#### [Dataset]
************

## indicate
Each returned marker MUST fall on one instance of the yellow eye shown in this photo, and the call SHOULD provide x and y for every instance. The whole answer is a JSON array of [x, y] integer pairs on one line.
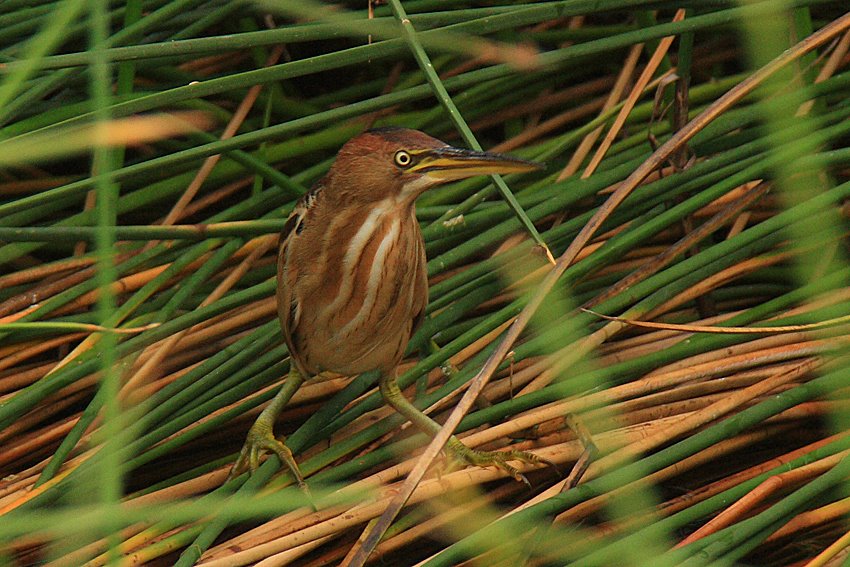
[[402, 158]]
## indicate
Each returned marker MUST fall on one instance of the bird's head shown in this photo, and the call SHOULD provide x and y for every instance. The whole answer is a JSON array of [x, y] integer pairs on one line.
[[402, 163]]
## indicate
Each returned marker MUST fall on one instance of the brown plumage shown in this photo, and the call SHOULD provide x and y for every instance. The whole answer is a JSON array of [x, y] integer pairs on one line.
[[352, 279]]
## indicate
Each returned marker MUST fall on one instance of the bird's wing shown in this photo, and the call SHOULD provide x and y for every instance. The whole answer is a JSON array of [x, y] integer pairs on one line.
[[288, 309]]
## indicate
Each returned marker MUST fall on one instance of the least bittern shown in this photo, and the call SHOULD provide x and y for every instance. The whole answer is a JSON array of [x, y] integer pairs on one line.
[[352, 283]]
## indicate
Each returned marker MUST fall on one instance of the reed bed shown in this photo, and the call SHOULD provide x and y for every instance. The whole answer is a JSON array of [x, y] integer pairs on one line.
[[152, 149]]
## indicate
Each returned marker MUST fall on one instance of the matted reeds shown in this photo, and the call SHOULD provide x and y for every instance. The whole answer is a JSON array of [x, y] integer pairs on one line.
[[151, 150]]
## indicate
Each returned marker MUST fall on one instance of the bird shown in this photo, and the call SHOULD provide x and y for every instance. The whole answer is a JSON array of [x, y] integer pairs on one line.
[[352, 283]]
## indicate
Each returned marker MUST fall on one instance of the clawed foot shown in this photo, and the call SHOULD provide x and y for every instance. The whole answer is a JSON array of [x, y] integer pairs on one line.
[[499, 459], [260, 440]]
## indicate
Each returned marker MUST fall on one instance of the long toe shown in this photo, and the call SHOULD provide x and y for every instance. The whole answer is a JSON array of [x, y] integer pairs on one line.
[[499, 459]]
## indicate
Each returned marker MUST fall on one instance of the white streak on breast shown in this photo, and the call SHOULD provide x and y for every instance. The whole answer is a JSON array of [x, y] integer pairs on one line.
[[355, 249], [375, 274]]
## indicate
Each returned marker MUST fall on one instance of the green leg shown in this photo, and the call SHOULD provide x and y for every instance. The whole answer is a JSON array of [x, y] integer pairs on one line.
[[261, 437], [394, 396]]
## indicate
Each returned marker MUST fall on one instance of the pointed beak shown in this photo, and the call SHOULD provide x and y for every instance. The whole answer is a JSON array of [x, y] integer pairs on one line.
[[448, 163]]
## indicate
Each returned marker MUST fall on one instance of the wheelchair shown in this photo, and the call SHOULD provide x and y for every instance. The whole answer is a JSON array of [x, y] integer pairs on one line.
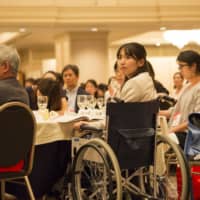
[[129, 160]]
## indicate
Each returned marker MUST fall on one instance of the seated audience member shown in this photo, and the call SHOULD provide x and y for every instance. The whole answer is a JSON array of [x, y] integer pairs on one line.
[[29, 82], [57, 77], [114, 83], [160, 89], [178, 84], [70, 75], [138, 85], [101, 89], [162, 92], [189, 99], [91, 87], [10, 89], [51, 88]]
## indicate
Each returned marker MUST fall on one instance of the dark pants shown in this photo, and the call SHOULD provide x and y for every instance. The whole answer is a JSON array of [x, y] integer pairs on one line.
[[50, 162], [181, 137]]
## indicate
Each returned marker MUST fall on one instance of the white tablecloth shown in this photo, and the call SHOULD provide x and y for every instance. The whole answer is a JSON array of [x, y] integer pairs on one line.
[[55, 128]]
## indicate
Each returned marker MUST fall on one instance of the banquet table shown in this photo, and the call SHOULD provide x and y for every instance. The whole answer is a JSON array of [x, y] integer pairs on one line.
[[56, 128], [52, 154]]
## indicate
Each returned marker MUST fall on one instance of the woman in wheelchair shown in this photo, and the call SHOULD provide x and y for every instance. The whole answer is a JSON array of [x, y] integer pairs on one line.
[[189, 101], [138, 85], [143, 183]]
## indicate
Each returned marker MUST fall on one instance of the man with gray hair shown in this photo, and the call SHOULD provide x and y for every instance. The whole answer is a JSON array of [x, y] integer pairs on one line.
[[10, 89]]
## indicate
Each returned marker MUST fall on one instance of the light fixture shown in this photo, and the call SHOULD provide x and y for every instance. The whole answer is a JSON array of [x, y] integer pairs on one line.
[[7, 36], [180, 38], [163, 28], [94, 29]]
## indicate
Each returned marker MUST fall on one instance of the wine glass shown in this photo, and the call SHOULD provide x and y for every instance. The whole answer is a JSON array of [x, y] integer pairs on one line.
[[42, 102], [91, 102], [100, 102], [81, 102]]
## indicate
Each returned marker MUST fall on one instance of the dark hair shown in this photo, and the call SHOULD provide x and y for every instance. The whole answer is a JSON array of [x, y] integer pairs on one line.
[[136, 51], [177, 73], [103, 87], [190, 57], [92, 81], [51, 88], [57, 75], [74, 68], [150, 69], [31, 80], [115, 66]]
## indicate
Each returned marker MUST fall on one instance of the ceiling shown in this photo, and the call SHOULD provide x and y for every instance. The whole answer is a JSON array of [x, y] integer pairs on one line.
[[43, 22]]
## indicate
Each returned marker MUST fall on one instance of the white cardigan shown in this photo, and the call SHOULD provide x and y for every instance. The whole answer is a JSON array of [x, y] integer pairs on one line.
[[138, 89]]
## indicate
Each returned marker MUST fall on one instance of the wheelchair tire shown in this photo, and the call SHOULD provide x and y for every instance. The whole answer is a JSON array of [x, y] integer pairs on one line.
[[96, 179], [175, 161]]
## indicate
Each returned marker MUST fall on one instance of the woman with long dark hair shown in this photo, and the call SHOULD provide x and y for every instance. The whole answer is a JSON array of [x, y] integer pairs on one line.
[[138, 86]]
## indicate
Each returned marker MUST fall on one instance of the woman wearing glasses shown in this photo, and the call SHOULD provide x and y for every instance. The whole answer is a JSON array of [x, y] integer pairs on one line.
[[189, 100]]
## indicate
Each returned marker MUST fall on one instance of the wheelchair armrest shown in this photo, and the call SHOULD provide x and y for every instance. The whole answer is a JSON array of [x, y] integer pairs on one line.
[[87, 127]]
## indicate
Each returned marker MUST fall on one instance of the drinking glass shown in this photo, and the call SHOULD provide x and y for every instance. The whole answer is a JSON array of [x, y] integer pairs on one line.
[[42, 102], [81, 101], [100, 102], [91, 102]]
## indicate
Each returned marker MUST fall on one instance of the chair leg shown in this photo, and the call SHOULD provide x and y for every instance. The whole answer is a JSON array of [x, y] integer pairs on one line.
[[2, 189], [29, 188]]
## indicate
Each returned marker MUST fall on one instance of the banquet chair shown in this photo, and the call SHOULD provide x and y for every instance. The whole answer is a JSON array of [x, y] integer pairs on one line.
[[16, 144], [129, 155]]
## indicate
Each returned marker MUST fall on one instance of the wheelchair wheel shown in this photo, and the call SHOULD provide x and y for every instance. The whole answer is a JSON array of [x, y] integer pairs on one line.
[[171, 170], [96, 172]]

************

#### [Exercise brief]
Repeat each entry precisely as it appears. Leave the pictures out.

#### [Answer to the problem]
## indicate
Each returned marker MUST fall on one instance of the yellow eye shown in this photo, and the call SHOULD provide x and y for every instance. The whole answer is a JSON array of [x, y] integer pairs on one line.
[[402, 158]]
## indicate
Each returned marker MUST fall on one instance of the bird's head shown in this photo, and the call SHOULD provide x and y for every instance. The whole answer is a JSON array of [x, y] integer pairs on one line.
[[402, 163]]
## indicate
Each returned marker MUST fall on one instance of the brown plumage shown in this photo, and the call SHOULD provide x and y for every instance. The whole answer is a JSON array of [x, y] integer pairs on one line.
[[352, 279]]
## indicate
Each returned marker MUST fall on one instance of the bird's wing shown in this photo, and the call SHOULD provide x and y for every instance. The whole answer is a JSON array of [x, y] integer pairs on one line.
[[288, 309]]
## indicate
Each returned marker MUST fall on one instance of the least bittern shown in this photo, and the call SHOULD provide x and y for every instance. The whole answer is a JSON array of [x, y] integer pairs on one line.
[[352, 283]]
## indicate
Each returned marker MUST fall on one instance of the reed bed shown in this photo, and the call SHOULD provide x and y for every instance. The whole answer is a JSON array of [x, y] integer pairs on one line.
[[152, 149]]
## indicate
Each returned marker MUST fall on one instance of the matted reeds shown in this photo, and the call SHOULD provide x and y for every instance. The whole answer is a JSON array of [x, y] integer pairs on one line.
[[151, 150]]
## indicate
Each returned marker MUST fall on one instance of the bird shown in this photo, and the call SHOULD provide x and y for every instance. The whole answer is a JSON array of [x, y] integer pairs on one line.
[[352, 283]]
## indicate
Each returned marker MUST fall on one instance of the clawed foot shown in this photo, and the call SHOULD provide x and y for every instance. The whole answer is a JSON array of [x, y] integer pairs on one line.
[[499, 459], [260, 440]]
## indicate
Each returned marker MUST fall on one instance of the long toe shown in this photo, and the call SHOULD provide x and y for every instance. The whole answer is a JSON array of [x, y] integer pairs on one line.
[[499, 459]]
## indicate
Each returned marker MUST fall on one instance of the white streak on breast shown in this photo, and the call SHOULD provide x and y for every instance. The whole answer is a JSON array of [x, y] integer pairs on one line.
[[355, 249], [375, 274]]
## indicate
Each returned marker MUST fall on one instance of the green leg shown in this photo, and the call SHOULD provide x and y for every instance. The whole answer is a JSON array of [x, y] integer pairs on one line.
[[261, 437], [394, 396]]
## indicate
Each returned marker MUST fall on one instance of the pointed beak shown in this photo, and the call SHOULD provide x and y for every instance. The whole answer is a JSON array of [x, y] integer pairs on one line.
[[448, 163]]
## indicate
Each returned marker MUST fall on one instance of the wheelchair shown in this photo, and the call SHOULD provide x and y for every instance. The whole answer is a JSON array of [x, y] integer pairs on one line.
[[129, 160]]
## indicate
Each returned marker MUST fall on one instance of the seated audience member shown in this photo, and the call SHOULD provide x and y for every instance. The whole answer is a JSON array of [x, y] integer pairs on one line.
[[29, 82], [57, 77], [114, 83], [160, 89], [178, 84], [70, 75], [138, 85], [101, 89], [162, 92], [189, 99], [91, 87], [10, 89], [51, 88]]
## indicate
Each returned marker MUST fall on one instance of the dark pants shown in this photo, and the call SHOULD provide x and y for every instance. The whole answer is a JSON array of [x, y] integer pairs on one line.
[[50, 162], [181, 137]]
## indicate
Each returned marker MUST fall on one instance of the white tablecloth shown in this photo, and the call SHOULD provide x and y for every instance. The whole answer is a JSON array of [x, y] integer pairs on one line.
[[55, 128]]
## indicate
Each returned marker MUST fall on one instance of the banquet table shown in this photo, and the call SHOULD provide x and y for every instance. The whole answer is a JSON array of [x, y] integer pairs on one line.
[[56, 128], [52, 154]]
## indicate
Each returned marker MUST fall on one instance of the woman in wheelchair shown in this photo, and the call SHOULD provide x and y for every instance. The whole answer is a JSON array of [x, y] integer pairs on one line.
[[189, 101], [138, 85], [143, 183]]
## indicate
Each returned marker MUST fall on one instance of the man with gray hair shown in this photo, and the call SHOULD provide x and y for every instance. The whole answer is a JSON array of [x, y] integer pairs on one line.
[[10, 89]]
## indicate
Each returned marker MUST fall on one instance of the light fixture shown in this photo, and the call SHOULD provide x and y for every instance. The whole answer is a JSON array of [x, y] integer pairs on one line.
[[7, 36], [180, 38], [163, 28], [94, 29]]
## indicate
Each returned marker MUST fall on one instance of the wine glass shown in this photo, and the call SHOULD provide x and y for every instance. The whole answer is a JSON array of [x, y] integer pairs on one line.
[[42, 102], [91, 102], [100, 102], [81, 102]]
## indicate
Each returned marker MUST fall on one instance of the dark hair shown in this photo, and the call SHOULD provide x and y for every instance. The whole answer is a JSON array of [x, y] integer pairs on one line.
[[136, 51], [177, 73], [103, 87], [190, 57], [92, 81], [51, 88], [57, 75], [74, 68], [150, 69], [31, 80], [115, 66]]
## indicate
Each returned marker MUST fall on one instance of the ceiling shown in this photo, and the call SHOULD provide x and y for every instance. The whole answer is a JSON array of [x, y] integer pairs on one line.
[[43, 22]]
## indicate
Each returned marker MUST fall on one instance of the white cardigan shown in this photo, and the call SHOULD provide x and y for every instance. The whole answer is a JSON array of [x, y] integer pairs on one line.
[[138, 89]]
## indicate
Each returned marker MUST fall on one instance of the wheelchair tire shown in this photo, and the call SHOULD provide x and y for every instance. The whole answer is a JSON array of [x, y] integer pairs on one line.
[[96, 179], [175, 161]]
## indicate
Each returned marker MUST fall on one instance of the woman with long dark hair shown in this photo, and the call SHOULD provide x and y for every instance. The whole answer is a JSON array of [x, y] integer pairs on one line.
[[138, 86]]
## indicate
Each returned marker MUST fall on one instance of the woman wearing glasses shown in this photo, and the call SHOULD provide x and y for every instance. The whole answer is a JSON array of [x, y] integer pairs on one line.
[[189, 100]]
## indicate
Each returned marker MUST fall on one instance of the wheelchair armrest shown in this photo, and the call SHOULD provide x and y for every instance. The whole answer is a JSON array of [x, y] integer pairs on one line.
[[87, 127]]
## indicate
Each returned marker MUST fall on one instance of the drinking glass shown in this photo, and the call SHOULD provide x and y for every instance. The whole answer is a JSON array of [x, y] integer pairs on one line.
[[42, 102], [81, 101], [100, 102], [91, 102]]
## indicate
Each returned marker MUST fall on one instance of the chair leg shown in this photo, and the call SHOULD provide x and y for every instance. The whole answer is a JSON array of [x, y] integer pairs on one line.
[[2, 189], [29, 188]]
## indicate
Each returned marker MUST fall on one instance of the banquet chair shown in this photo, and the call SHOULD provide x and y for every instance. The whole answer is a JSON array of [x, y] integer pairs on one line.
[[16, 144], [129, 155]]
## indicate
Each returned marker MUST fall on one instance of the wheelchair wheel shown in this photo, and the call SHOULD provide x and y for every instance. The whole answer is a JSON array of [x, y] integer pairs on one line.
[[171, 170], [96, 172]]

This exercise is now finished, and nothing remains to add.